### Problems and tasks
a: In the football fandom article, rewrite the passage starting at "However, as popular" and ending at "the early 1990s.", changing "hooliganism" to "rowdiness".
b: Copy out each line of the entries that contains the string "query".

### Extract provided
• • • •

Paul Pogba mid kick during soccer game.
Paul Pogba of Manchester United scores their first goal during the UEFA Europa League match between Manchester United FC and Fenerbahce SK in 2016 in Manchester, England. (Photo by Matthew Peters/Man Utd via Getty Images)
Culture

Rise of Premier League globally has changed local face of fans

Paul Pogba of Manchester United kicking a soccer ball
Paul Pogba of Manchester United scores their first goal during the UEFA Europa League match between Manchester United FC and Fenerbahce SK in 2016 in Manchester, England. (Photo by Matthew Peters/Man Utd via Getty Images)

Whether you root for Arsenal F.C., Raja Casablanca, Manchester United F.C., TP Mazembe or another team, there is no doubt football has been a way of life for many fans in the United Kingdom and Africa. Now with the 2018 FIFA World Cup in Russia underway, fans have yet another reason to cheer.

Dr. Michael Skey, a communication and media studies lecturer at Loughborough University, U.K. recently spoke at the 12th annual Sports Africa Conference in Lusaka, Zambia, on “Theorizing Football Fandom: Reflections on the U.K. and Africa” and how fandom has developed over the last 30 years.

Skey said one of the things that has changed over time in the U.K. is the skyrocketing price of tickets, which has forced an evolution from the traditional working class fan to the more-affluent middle-class fan.

“So the traditional working class people that used to watch football are being priced out and what we’re seeing is more affluent middle-class people entering the game, becoming interested in the game,” Skey said. “And there’s a huge debate at the moment in the U.K. about what’s called ‘plastic fans.’ These are fans who do not seem to be authentic. They do not seem to be linked to a particular club; they simply follow them because they’re successful.”

Skey used the English Premier League to broaden his focal point and see whether the popularity of the league had any impact on local African leagues.

What made fans in places such as Zambia, Tanzania and Kenya so interested in EPL teams to the exclusion of local teams?

“Local football fans in Africa see the Premier League as well organized, very professional, very skillful, and they look at their own leagues and their own teams and see them as the skill level’s lower, there might be corruption, there’s problems around organization and they’re kind of turned off by that,” Skey said.

However, as popular as football has always been it has become the largest global phenomenon.

Skey explains that football in the 1980s was in the doldrums facing issues of stadiums falling apart and hooliganism, where football fans would fight each other on what seemed an everyday occurrence.  

“For young men, often disenfranchised, often working in poorly paid jobs, the big highlight of the week was to go to the football game and for some of them to get into a fight,” Skey said. “Lots of exhibiting masculinity, it was a major problem in English football in the 1980s.”

But with the help of technological changes like satellite television - such as Rupert Murdoch’s  British Sky Broadcasting - the media landscape expanded. This allowed major clubs to break away and form the English Premier League during the early 1990s.

“In the '80s, you might have seen four or five games a season on television,” Skey said. “So after 1992, you started to see two or three games every week live on Sky. So that gave football a higher profile. The newspapers followed up as well, and football became trendy in a way that it wasn’t in the 80s. In the 1980s, it was a working class sport, quite violent. In the 1990s, it became, as I said, much more gentrified. Clubs had more money, so they could pay their players more.”

• • • •

### Data shown
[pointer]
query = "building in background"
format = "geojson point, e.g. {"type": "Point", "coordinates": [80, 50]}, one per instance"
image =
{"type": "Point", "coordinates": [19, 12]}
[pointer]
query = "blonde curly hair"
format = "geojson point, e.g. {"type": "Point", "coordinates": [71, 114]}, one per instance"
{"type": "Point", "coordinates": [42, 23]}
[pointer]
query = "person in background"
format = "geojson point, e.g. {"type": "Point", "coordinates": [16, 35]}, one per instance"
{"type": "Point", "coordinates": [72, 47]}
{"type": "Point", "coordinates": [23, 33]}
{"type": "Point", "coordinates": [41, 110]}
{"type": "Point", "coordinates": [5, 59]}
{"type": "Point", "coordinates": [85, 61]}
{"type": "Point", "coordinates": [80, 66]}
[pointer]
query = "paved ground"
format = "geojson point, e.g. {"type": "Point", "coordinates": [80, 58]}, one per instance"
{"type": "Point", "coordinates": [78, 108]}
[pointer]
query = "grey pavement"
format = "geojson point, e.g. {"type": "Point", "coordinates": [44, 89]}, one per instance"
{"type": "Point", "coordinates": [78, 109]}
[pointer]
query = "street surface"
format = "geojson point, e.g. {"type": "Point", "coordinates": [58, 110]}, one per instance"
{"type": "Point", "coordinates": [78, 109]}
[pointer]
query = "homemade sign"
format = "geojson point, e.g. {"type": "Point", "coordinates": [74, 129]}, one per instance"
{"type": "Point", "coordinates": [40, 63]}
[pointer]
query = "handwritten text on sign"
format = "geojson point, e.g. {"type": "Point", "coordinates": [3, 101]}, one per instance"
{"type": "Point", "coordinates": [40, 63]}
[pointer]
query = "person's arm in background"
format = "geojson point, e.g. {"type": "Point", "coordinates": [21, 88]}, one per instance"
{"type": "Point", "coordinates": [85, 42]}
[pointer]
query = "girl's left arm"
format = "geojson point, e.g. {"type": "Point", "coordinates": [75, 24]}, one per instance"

• • • •

### Answers to the exercises
a:
However, as popular as football has always been it has become the largest global phenomenon.

Skey explains that football in the 1980s was in the doldrums facing issues of stadiums falling apart and rowdiness, where football fans would fight each other on what seemed an everyday occurrence.  

“For young men, often disenfranchised, often working in poorly paid jobs, the big highlight of the week was to go to the football game and for some of them to get into a fight,” Skey said. “Lots of exhibiting masculinity, it was a major problem in English football in the 1980s.”

But with the help of technological changes like satellite television - such as Rupert Murdoch’s  British Sky Broadcasting - the media landscape expanded. This allowed major clubs to break away and form the English Premier League during the early 1990s.

b:
query = "building in background"
query = "blonde curly hair"
query = "person in background"
query = "paved ground"
query = "grey pavement"
query = "street surface"
query = "homemade sign"
query = "handwritten text on sign"
query = "person's arm in background"
query = "girl's left arm"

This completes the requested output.